**Text**
○ ○ ○ ○ ○ ○ ○
What are you reading at the moment, and which playlist or podcast is getting airtime?
I love reading my weekly copies of New Scientist; understanding the science behind what’s happening in our world has never been more relevant. And would you forgive me for mentioning I just had a podcast, recorded in Lockdown, come out this week? It’s about what might post-pandemic travel look like and how can hospitality be a positive support and help empower local economies? This Everywoman episode looks at the importance of sustainability — from scrutinising supply chains and hospitality that supports the education of women. On Apple Podcasts: Every Woman
Which conservation projects do you most admire and why?
Cottar’s 1920’s Safari Camp in Kenya, a member of the Long Run, is a shining example with their Wildlife Conservation Trust. This safari lodge doesn’t just approach conservation the right way; they have set a benchmark with what they call their Theory of Change a framework which honours a balance between conservation, prosperous commerce, community and culture. With no hunting as when their forefathers started out; the only shooting here is with seriously impressive long lenses. Calvin Cottar started creating the Olderkesi Conservancy two decades ago and in that time trialled their out-of-the-box ideas so that natural biodiversity and tourism could be seen to improve rural livelihoods, and provide more effective wildlife conservation. It’s a reminder that there’s no one-size-fits-all sustainability model — geography, culture, commerce styles vary, and so must hospitality models. They show a great respect for the local Maasai people and ensure they benefit from tourism, all the while boosting biodiversity, and allowing wildlife conservation.
Where in the world are you happiest?
Anywhere lush and green. I am writing this on my phone in Wormwood Scrubs, which is a big sprawl of green in West London which I’d never been to despite living around here for more than 20 years. I get butterflies thinking about walks through the incredible art enclave in the jungle Inhotim in Brazil, Catskill Mountains in Upstate New York or sitting in cafes overlooking the paddy fields of Bali.
When normality returns, which part of the world are you most looking forward to exploring?
I’m meant to be filming a new travel TV series for Channel 4 right now… I hope we can still pick this up later in the year and get to Bhutan as planned — I am keen to experience in person this nation which measures its prosperity through its people’s happiness. Travel to the last Buddhist kingdom in the Himalayas is very regulated which means all arrangements are made on a bespoke basis or as part of a small group, so there’s more flexibility.
There are big shifts underway – as a society, how do you see our travel habits developing?
I love that we’re all learning to slow down a lot and we’ll take more pleasure from the planning and the anticipation rather than hopping on planes all the time. We had entered in an era of hyper-travel… And I am hoping the human race will now better appreciate deferred gratification rather than instant gratification all of the time. Particularly children. I think we’ll need to consider the value of wealth distribution through every consumer purchasing decision we make. Having transferred my professional attentions from luxury travel to sustainability in recent years it’s something I’ve been talking about a lot. But where as travel editors would reply to my pitches a few years ago with “no one cares about this sustainable stuff Juliet, not me or our readers…” I am happy now I can talk about supply chains and transparency in business operations without eyes glazing over.
○ ○ ○ ○ ○ ○ ○
**Given information**

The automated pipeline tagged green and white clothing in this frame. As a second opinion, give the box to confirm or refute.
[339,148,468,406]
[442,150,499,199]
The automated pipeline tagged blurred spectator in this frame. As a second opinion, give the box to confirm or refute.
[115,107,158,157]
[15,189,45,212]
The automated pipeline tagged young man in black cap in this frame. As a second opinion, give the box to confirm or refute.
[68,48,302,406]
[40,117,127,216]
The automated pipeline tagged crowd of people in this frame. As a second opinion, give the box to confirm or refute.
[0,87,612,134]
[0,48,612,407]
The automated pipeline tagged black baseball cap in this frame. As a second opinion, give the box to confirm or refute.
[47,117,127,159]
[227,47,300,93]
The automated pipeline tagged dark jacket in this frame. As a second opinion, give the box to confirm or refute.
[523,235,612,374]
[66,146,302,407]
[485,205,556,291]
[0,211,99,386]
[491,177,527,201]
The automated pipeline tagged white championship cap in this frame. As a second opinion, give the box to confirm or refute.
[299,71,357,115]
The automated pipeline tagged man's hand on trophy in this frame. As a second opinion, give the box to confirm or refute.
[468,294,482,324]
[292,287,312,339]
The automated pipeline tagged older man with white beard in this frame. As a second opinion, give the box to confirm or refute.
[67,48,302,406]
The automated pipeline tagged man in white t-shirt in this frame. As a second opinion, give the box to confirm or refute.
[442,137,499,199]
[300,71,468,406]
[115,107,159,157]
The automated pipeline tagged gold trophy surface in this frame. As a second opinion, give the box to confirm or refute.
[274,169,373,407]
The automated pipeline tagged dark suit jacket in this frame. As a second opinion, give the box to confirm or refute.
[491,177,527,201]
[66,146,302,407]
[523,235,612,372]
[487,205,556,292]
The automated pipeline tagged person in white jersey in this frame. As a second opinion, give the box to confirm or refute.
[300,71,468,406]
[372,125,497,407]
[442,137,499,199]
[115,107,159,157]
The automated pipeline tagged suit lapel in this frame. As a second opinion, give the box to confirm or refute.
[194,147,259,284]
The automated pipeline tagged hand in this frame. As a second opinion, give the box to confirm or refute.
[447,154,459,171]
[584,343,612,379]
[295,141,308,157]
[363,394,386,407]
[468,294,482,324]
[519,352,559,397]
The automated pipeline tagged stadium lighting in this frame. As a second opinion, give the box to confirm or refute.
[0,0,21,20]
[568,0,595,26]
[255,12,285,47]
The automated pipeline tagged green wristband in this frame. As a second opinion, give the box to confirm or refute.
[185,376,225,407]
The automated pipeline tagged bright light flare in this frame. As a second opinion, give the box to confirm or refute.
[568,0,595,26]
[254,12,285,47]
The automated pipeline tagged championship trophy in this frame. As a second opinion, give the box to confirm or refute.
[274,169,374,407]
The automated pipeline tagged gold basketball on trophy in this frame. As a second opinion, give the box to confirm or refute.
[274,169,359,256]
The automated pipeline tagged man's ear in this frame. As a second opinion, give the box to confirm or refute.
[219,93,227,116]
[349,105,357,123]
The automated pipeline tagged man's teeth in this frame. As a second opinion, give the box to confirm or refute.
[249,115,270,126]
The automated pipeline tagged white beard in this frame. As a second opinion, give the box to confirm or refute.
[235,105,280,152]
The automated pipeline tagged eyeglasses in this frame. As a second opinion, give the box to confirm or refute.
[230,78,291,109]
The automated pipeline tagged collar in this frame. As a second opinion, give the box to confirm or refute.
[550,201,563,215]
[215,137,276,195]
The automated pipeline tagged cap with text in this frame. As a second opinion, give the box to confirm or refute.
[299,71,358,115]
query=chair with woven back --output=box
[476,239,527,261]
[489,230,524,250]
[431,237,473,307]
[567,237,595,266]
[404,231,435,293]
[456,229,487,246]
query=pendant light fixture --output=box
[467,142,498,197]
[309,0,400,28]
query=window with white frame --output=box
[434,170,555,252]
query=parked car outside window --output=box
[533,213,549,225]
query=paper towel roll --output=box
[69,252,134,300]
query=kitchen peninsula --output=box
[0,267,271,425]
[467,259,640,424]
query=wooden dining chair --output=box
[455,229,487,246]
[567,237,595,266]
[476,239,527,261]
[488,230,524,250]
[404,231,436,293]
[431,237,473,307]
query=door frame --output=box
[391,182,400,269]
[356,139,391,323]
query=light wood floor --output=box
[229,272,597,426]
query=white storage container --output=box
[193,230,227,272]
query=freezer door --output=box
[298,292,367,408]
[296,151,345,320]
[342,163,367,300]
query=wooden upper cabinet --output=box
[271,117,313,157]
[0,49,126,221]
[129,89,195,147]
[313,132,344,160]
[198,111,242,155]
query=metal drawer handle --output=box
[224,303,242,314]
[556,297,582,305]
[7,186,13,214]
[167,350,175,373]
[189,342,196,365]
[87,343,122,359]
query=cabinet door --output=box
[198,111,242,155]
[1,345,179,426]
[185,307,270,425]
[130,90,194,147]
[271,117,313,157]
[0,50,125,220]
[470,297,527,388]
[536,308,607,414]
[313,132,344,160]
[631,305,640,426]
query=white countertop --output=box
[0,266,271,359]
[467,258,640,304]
○ ○ ○ ○ ○ ○ ○
**Description of the task**
Retype the travel interview word for word, from "Anywhere lush and" to "fields of Bali.".

**Solution**
Anywhere lush and green. I am writing this on my phone in Wormwood Scrubs, which is a big sprawl of green in West London which I’d never been to despite living around here for more than 20 years. I get butterflies thinking about walks through the incredible art enclave in the jungle Inhotim in Brazil, Catskill Mountains in Upstate New York or sitting in cafes overlooking the paddy fields of Bali.